= WHAT TO WORK ON =
- A) List every factor that the passage on NPS pensions says the future value of a pension under NPS would depend on.
- B) According to the passage on NPS pensions, what is the maximum percentage that Central Government employees' funds can invest in equities?
- C) Reproduce the part of the passage on NPS pensions starting at "10.3.17 A carefully" and ending at "range of options.".

= EXTRACT TO READ =
10.3.13 In so far as the future value of pension under NPS is concerned, the Commission notes that this would depend upon a combination of factors: (i) performance of the invested fund, which in turn would depend on the asset mix of the investment and general economic situation of the country, (ii) cost of financial intermediation, (iii) contribution rates, (iv) period of contribution, (v) performance of the fund manager and (vi) development of the annuity market.

Analysis of the Asset Mix of Investments
10.3.14 On asset mix of the investment, the pension funds, the world over, are invested in different assets including government and corporate bonds, equities, foreign securities etc. government bonds are generally the lowest risk and lowest yield. Corporate bonds and equities are higher risk and higher     yield. Typically, systems use a mix of at least two types of assets– Government Bonds and Corporate Bonds/Equities.

10.3.15 As per the investment guidelines stipulated by the government for Central Government employees under NPS, up to 55 percent can be invested in government bonds, up to 40 percent
in corporate debt securities, up to 15 percent in equities and up to 5 percent in money market instruments. International experiences on asset mix vary across countries which have adopted the DCS.

10.3.16 The Commission notes that an innovative approach to investment under the DCS is the Life Cycle Approach. Under this, the asset mix of each individual changes based on his/her age. The underlying assumption under this approach is that younger workers are better able to absorb year on year volatility and therefore can undertake risk while older workers should reduce risk as they approach retirement.


10.3.17 A carefully selected asset mix is the sine qua non to higher returns. The Commission recommends that the investment choices under NPS be calibrated on a lifecycle approach and the choices be offered in a simple manner so that any lay person can understand and act accordingly. The Commission also recommends that government, in consultation with PFRDA, come up with different options for investment mix and provide subscribers a range of options.

= DATA EXCERPTS =
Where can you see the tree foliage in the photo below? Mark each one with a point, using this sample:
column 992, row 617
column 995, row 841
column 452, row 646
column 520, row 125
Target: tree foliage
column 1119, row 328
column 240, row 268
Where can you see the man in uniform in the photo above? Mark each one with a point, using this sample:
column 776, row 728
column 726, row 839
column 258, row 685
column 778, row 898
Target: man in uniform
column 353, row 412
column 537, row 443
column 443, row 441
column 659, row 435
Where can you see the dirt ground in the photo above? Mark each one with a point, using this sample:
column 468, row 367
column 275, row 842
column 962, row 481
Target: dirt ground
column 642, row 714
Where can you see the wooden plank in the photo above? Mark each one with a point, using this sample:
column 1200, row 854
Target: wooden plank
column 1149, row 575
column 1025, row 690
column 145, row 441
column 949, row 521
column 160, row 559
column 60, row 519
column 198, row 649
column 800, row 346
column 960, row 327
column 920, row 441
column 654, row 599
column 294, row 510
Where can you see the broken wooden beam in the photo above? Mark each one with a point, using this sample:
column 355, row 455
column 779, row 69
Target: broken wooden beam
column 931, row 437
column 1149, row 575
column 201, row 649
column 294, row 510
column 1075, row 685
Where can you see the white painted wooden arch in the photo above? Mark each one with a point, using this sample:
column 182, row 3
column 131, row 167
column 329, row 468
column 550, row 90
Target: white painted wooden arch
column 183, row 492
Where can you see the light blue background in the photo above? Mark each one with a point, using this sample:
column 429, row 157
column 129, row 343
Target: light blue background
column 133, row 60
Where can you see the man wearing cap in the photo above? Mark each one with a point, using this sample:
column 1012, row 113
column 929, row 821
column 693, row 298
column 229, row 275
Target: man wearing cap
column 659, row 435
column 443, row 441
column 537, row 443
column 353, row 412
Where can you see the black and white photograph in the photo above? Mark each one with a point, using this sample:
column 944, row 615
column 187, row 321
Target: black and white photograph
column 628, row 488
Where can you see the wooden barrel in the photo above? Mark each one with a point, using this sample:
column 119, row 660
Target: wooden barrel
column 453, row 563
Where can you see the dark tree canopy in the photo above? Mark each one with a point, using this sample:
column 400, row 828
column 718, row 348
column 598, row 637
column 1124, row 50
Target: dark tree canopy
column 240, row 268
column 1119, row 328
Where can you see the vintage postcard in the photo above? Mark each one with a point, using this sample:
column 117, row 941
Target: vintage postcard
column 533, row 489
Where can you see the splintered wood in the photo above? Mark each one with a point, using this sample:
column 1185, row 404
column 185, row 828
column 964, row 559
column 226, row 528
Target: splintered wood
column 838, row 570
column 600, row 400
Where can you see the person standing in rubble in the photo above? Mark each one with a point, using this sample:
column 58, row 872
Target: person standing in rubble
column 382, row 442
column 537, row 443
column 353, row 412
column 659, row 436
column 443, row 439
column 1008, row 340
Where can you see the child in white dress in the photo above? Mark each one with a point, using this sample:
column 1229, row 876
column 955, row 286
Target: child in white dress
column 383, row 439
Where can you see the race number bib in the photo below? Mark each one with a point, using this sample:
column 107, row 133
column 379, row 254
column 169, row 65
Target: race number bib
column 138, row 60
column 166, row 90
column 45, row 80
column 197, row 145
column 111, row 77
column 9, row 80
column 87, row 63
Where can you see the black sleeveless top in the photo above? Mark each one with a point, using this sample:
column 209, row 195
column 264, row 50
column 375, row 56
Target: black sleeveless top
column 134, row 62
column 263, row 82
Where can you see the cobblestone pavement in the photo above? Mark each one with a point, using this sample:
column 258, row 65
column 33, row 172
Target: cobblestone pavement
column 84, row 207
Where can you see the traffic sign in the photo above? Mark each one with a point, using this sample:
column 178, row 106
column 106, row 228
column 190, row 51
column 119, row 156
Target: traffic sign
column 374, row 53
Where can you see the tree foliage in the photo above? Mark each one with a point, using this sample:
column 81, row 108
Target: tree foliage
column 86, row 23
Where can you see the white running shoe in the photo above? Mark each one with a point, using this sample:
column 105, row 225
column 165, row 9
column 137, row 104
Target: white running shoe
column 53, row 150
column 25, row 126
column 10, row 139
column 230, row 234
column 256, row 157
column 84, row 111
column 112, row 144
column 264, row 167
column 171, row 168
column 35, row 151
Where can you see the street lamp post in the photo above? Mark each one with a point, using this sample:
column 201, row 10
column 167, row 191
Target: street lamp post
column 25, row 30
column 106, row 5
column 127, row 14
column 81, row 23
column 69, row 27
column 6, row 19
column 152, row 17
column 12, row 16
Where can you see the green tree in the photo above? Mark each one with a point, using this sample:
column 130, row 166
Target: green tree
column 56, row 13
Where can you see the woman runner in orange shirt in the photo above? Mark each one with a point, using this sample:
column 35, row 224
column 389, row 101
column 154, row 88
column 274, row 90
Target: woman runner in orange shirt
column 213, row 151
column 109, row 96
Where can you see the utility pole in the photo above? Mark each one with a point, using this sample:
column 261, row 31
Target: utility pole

= ANSWERS FOR THIS EXERCISE =
- A)
1. Performance of the invested fund, which depends on the asset mix of the investment and the general economic situation of the country
2. Cost of financial intermediation
3. Contribution rates
4. Period of contribution
5. Performance of the fund manager
6. Development of the annuity market

- B) Up to 15 percent.

- C)
10.3.17 A carefully selected asset mix is the sine qua non to higher returns. The Commission recommends that the investment choices under NPS be calibrated on a lifecycle approach and the choices be offered in a simple manner so that any lay person can understand and act accordingly. The Commission also recommends that government, in consultation with PFRDA, come up with different options for investment mix and provide subscribers a range of options.